** REQUIRED ACTION **
Reproduce the listing below with every "positive clicks" swapped for "foreground clicks" and everything else left unchanged. Leave the pictures out.

** Stored data entries **
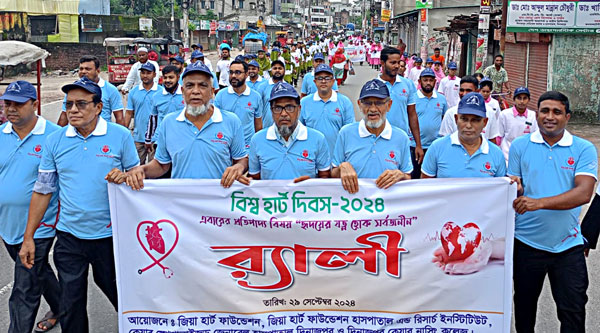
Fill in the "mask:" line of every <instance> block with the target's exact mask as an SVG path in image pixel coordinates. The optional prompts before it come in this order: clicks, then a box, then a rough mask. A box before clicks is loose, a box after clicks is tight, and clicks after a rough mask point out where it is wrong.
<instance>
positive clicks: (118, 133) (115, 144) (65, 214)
mask: <svg viewBox="0 0 600 333" xmlns="http://www.w3.org/2000/svg"><path fill="white" fill-rule="evenodd" d="M43 149H44V150H43V152H42V162H41V163H40V170H39V171H40V172H41V173H44V172H56V173H57V174H58V190H59V200H60V214H59V215H60V216H59V219H58V225H57V227H56V228H57V229H58V230H60V231H64V232H68V233H70V234H72V235H73V236H75V237H77V238H81V239H100V238H106V237H110V236H112V228H111V220H110V209H109V205H108V187H107V182H106V180H104V177H106V175H107V174H108V173H109V172H110V171H111V170H112V169H114V168H117V169H119V170H122V171H124V170H129V169H131V168H133V167H135V166H137V165H139V164H140V159H139V157H138V154H137V151H136V149H135V144H134V143H133V138H132V137H131V134H130V133H129V130H128V129H127V128H125V127H123V126H121V125H117V124H114V123H108V122H106V121H105V120H104V119H103V118H102V117H99V118H98V122H97V124H96V128H95V129H94V131H93V132H92V133H91V134H90V135H89V136H87V137H86V138H84V137H82V136H81V135H80V134H79V133H78V132H77V130H76V129H75V128H74V127H73V126H71V125H68V126H65V127H63V128H62V129H60V130H58V131H56V132H54V133H52V134H51V135H50V136H48V139H46V142H45V144H44V148H43Z"/></svg>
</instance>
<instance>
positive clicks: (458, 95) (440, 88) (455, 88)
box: [438, 76, 460, 108]
mask: <svg viewBox="0 0 600 333" xmlns="http://www.w3.org/2000/svg"><path fill="white" fill-rule="evenodd" d="M459 90H460V78H459V77H458V76H455V77H454V78H453V79H451V78H450V76H446V77H445V78H443V79H442V81H441V82H440V86H439V88H438V92H439V93H441V94H442V95H444V97H446V102H447V103H448V108H451V107H453V106H457V105H458V102H460V96H459V94H458V91H459Z"/></svg>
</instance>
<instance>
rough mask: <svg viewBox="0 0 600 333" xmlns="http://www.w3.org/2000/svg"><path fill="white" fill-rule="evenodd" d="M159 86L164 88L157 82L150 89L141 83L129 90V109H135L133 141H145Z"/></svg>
mask: <svg viewBox="0 0 600 333" xmlns="http://www.w3.org/2000/svg"><path fill="white" fill-rule="evenodd" d="M136 88H137V89H136ZM159 88H160V89H161V90H162V86H160V85H158V84H155V85H154V86H152V88H151V89H150V90H146V89H145V88H144V86H143V84H141V83H140V85H139V86H137V87H134V88H133V89H131V91H130V92H129V96H128V97H127V110H128V111H133V119H134V127H133V141H135V142H144V141H145V140H144V138H145V137H146V130H147V129H148V119H149V117H150V114H151V113H152V101H153V100H154V95H155V94H156V93H157V91H159Z"/></svg>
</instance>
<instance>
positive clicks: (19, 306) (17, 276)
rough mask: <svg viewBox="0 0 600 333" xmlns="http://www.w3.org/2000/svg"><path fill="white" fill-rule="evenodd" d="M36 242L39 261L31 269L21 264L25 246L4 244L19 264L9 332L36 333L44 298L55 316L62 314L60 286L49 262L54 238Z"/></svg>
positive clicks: (42, 239)
mask: <svg viewBox="0 0 600 333" xmlns="http://www.w3.org/2000/svg"><path fill="white" fill-rule="evenodd" d="M34 241H35V258H34V264H33V267H32V268H31V269H27V268H25V266H23V264H22V263H21V259H20V258H19V251H20V250H21V244H15V245H11V244H7V243H6V242H5V243H4V246H5V247H6V250H7V251H8V255H9V256H10V257H11V258H12V260H14V261H15V271H14V282H13V289H12V292H11V294H10V298H9V299H8V311H9V316H10V326H9V328H8V332H9V333H17V332H26V333H30V332H31V330H33V326H34V325H35V317H36V316H37V312H38V309H39V307H40V300H41V296H42V295H44V299H45V300H46V302H47V303H48V305H49V306H50V310H51V311H52V312H53V313H54V314H55V315H58V313H59V311H60V309H59V301H60V287H59V285H58V280H57V279H56V275H55V274H54V271H53V270H52V267H51V266H50V263H49V262H48V253H50V248H52V243H53V242H54V238H40V239H35V240H34Z"/></svg>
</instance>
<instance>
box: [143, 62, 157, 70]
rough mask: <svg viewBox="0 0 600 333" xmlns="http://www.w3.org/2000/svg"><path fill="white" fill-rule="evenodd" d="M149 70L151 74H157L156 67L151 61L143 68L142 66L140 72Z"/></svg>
mask: <svg viewBox="0 0 600 333" xmlns="http://www.w3.org/2000/svg"><path fill="white" fill-rule="evenodd" d="M142 69H143V70H147V71H149V72H156V67H154V65H152V64H151V63H150V62H149V61H146V62H145V63H144V64H143V65H142V66H140V70H142Z"/></svg>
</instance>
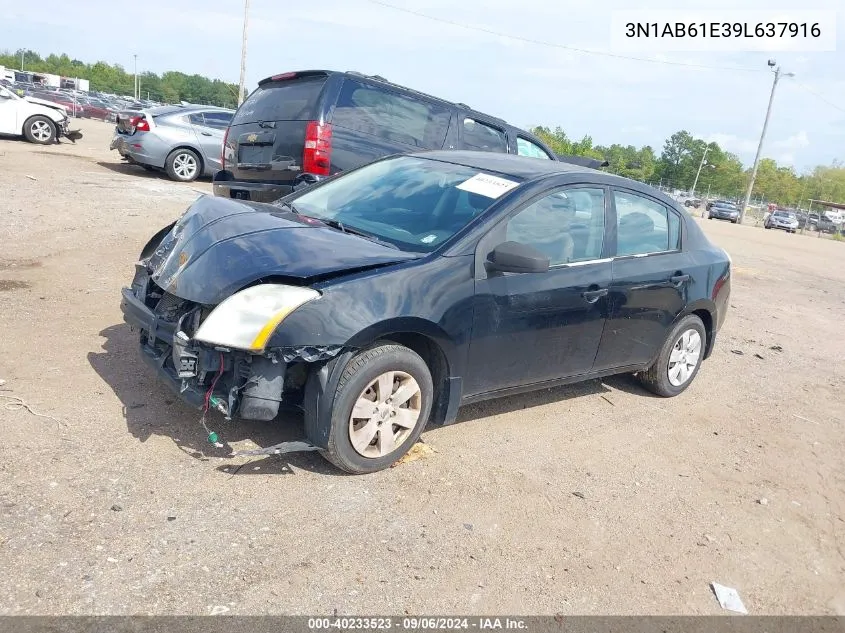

** EXERCISE RESULT **
Fill in the "mask:" line of every <instance> block with the target's exact mask as an SVG path in image pixel coordinates. The optional prompts before it come in this order: clicks, then a box, then a rough mask. A box before clicks is loose, a box after clicks is tight, and clicks after a rough mask point out where it is wrong.
<instance>
foreground clicks: (118, 133) (115, 144) (65, 214)
mask: <svg viewBox="0 0 600 333" xmlns="http://www.w3.org/2000/svg"><path fill="white" fill-rule="evenodd" d="M43 149H44V150H43V152H42V162H41V163H40V170H39V171H40V172H41V173H44V172H56V173H57V174H58V190H59V200H60V214H59V215H60V216H59V219H58V225H57V227H56V228H57V229H58V230H60V231H64V232H68V233H70V234H72V235H73V236H75V237H77V238H81V239H100V238H106V237H110V236H112V228H111V220H110V209H109V205H108V187H107V182H106V180H104V177H106V175H107V174H108V173H109V172H110V171H111V170H112V169H114V168H117V169H119V170H122V171H124V170H129V169H131V168H133V167H135V166H137V165H139V164H140V159H139V157H138V154H137V151H136V149H135V144H134V143H133V138H132V137H131V134H130V133H129V130H128V129H127V128H125V127H123V126H121V125H117V124H114V123H108V122H106V121H105V120H104V119H103V118H102V117H99V118H98V122H97V124H96V128H95V129H94V131H93V132H92V133H91V134H90V135H89V136H87V137H86V138H84V137H82V136H81V135H80V134H79V133H78V132H77V130H76V129H75V128H74V127H73V126H71V125H68V126H65V127H63V128H62V129H60V130H58V131H56V132H54V133H52V134H51V135H50V136H48V139H46V142H45V144H44V148H43Z"/></svg>
</instance>
<instance>
foreground clicks: (458, 95) (440, 88) (455, 88)
box: [438, 76, 460, 108]
mask: <svg viewBox="0 0 600 333" xmlns="http://www.w3.org/2000/svg"><path fill="white" fill-rule="evenodd" d="M459 90H460V78H459V77H458V76H455V77H454V78H453V79H451V78H450V76H446V77H445V78H443V79H442V81H441V82H440V86H439V88H438V92H439V93H441V94H442V95H444V97H446V102H447V103H448V108H451V107H453V106H457V105H458V102H460V96H459V94H458V91H459Z"/></svg>
</instance>
<instance>
rough mask: <svg viewBox="0 0 600 333" xmlns="http://www.w3.org/2000/svg"><path fill="white" fill-rule="evenodd" d="M159 86L164 88L157 82L150 89L141 83L129 90V109H135L133 141H145Z"/></svg>
mask: <svg viewBox="0 0 600 333" xmlns="http://www.w3.org/2000/svg"><path fill="white" fill-rule="evenodd" d="M136 88H137V89H136ZM159 88H160V89H161V90H162V86H160V85H158V84H155V85H154V86H152V88H151V89H150V90H146V89H145V88H144V86H143V84H141V83H140V85H139V86H137V87H134V88H133V89H131V91H130V92H129V96H128V97H127V110H128V111H133V119H134V127H133V141H135V142H144V141H145V140H144V138H145V137H146V130H147V129H148V119H149V117H150V114H151V113H152V101H153V100H154V95H155V94H156V93H157V91H159Z"/></svg>
</instance>
<instance>
foreground clicks: (19, 306) (17, 276)
rough mask: <svg viewBox="0 0 600 333" xmlns="http://www.w3.org/2000/svg"><path fill="white" fill-rule="evenodd" d="M36 242L39 261L31 269L21 264L25 246L4 244L19 264L9 332L36 333L44 298L55 316L62 314L60 286L49 262L54 238Z"/></svg>
foreground clicks: (42, 239)
mask: <svg viewBox="0 0 600 333" xmlns="http://www.w3.org/2000/svg"><path fill="white" fill-rule="evenodd" d="M34 241H35V258H34V264H33V267H32V268H31V269H27V268H25V266H23V264H22V263H21V259H20V258H19V251H20V250H21V244H15V245H11V244H7V243H6V242H5V243H4V246H5V247H6V250H7V251H8V255H9V256H10V257H11V258H12V260H14V261H15V271H14V282H13V289H12V292H11V294H10V298H9V299H8V311H9V316H10V326H9V328H8V332H9V333H17V332H26V333H30V332H31V330H33V326H34V325H35V317H36V316H37V312H38V309H39V307H40V300H41V296H42V295H44V299H45V300H46V302H47V303H48V305H49V306H50V310H51V311H52V312H53V313H54V314H55V315H58V313H59V311H60V309H59V301H60V287H59V285H58V280H57V279H56V275H55V274H54V271H53V270H52V267H51V266H50V263H49V262H48V253H50V248H52V243H53V242H54V238H40V239H35V240H34Z"/></svg>
</instance>
<instance>
box: [143, 62, 157, 70]
rough mask: <svg viewBox="0 0 600 333" xmlns="http://www.w3.org/2000/svg"><path fill="white" fill-rule="evenodd" d="M149 70L151 74H157L156 67L151 61L143 68L142 66L140 72Z"/></svg>
mask: <svg viewBox="0 0 600 333" xmlns="http://www.w3.org/2000/svg"><path fill="white" fill-rule="evenodd" d="M142 69H143V70H147V71H149V72H156V67H154V65H152V64H151V63H150V62H149V61H146V62H145V63H144V64H143V65H142V66H140V70H142Z"/></svg>
</instance>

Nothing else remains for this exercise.